* _Exercise_:
Begin with the line holding "example [(588, 295)]", then print every line after it through the end of the data, exactly and with nothing added.

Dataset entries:
- - - - -

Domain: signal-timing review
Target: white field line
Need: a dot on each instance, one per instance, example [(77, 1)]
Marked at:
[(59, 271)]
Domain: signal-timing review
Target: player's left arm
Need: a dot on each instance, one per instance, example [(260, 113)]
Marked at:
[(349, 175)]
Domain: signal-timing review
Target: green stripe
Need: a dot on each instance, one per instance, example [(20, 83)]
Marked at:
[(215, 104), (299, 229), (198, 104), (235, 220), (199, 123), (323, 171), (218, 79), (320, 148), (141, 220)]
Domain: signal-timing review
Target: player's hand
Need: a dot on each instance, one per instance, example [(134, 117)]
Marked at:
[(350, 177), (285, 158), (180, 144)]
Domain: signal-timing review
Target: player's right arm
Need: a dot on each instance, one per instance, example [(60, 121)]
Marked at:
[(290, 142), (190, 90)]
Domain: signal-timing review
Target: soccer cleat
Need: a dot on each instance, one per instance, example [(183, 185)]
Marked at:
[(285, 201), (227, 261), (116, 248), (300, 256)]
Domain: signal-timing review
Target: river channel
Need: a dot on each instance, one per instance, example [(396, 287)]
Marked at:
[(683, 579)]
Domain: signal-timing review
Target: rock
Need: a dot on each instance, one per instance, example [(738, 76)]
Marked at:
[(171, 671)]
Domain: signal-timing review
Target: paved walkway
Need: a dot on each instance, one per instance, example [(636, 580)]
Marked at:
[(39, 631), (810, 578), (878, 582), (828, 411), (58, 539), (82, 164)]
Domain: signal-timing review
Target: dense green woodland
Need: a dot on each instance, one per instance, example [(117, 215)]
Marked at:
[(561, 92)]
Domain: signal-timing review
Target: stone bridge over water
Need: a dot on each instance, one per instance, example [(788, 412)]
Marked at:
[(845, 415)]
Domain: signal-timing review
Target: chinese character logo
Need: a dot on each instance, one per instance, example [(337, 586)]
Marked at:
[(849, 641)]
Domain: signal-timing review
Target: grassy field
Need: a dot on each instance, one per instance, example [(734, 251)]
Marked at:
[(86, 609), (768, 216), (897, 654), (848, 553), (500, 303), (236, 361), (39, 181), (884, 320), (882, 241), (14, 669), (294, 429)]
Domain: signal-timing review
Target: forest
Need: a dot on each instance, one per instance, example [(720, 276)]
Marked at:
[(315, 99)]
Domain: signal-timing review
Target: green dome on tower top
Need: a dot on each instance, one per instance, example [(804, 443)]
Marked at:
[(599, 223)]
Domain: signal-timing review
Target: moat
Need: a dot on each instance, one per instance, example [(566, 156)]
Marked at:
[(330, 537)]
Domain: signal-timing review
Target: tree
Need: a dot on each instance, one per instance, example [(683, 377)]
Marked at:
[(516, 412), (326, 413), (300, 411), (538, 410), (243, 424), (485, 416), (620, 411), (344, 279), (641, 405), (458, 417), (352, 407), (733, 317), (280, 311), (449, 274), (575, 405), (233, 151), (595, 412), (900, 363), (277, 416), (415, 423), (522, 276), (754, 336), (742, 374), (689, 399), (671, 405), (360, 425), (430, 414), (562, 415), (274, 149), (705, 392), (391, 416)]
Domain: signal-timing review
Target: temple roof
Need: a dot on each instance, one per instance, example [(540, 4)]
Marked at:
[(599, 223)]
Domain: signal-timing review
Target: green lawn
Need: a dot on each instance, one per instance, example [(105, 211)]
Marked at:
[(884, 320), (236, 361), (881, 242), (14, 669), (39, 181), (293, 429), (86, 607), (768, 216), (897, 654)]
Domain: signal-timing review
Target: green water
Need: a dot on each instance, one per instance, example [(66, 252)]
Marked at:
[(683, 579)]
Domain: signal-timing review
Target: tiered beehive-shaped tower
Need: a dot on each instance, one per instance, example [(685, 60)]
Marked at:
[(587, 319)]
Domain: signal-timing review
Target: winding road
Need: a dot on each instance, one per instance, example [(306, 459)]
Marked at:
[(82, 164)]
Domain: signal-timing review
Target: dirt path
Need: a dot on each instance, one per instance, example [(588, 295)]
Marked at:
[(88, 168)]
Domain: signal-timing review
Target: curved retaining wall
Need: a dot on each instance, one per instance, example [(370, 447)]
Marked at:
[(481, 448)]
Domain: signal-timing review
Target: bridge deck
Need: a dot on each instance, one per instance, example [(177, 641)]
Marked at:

- - - - -

* _Solution to the exercise_:
Need: a dot on each instance, one per instance, example [(588, 295)]
Marked at:
[(88, 168)]
Domain: signal-timing review
Target: curved retaining wall
Need: a dot on each instance, one per instance, example [(370, 447)]
Marked at:
[(481, 448)]
Domain: signal-timing review
Target: bridge deck
Need: a dot on each instance, one per instance, example [(177, 641)]
Marked at:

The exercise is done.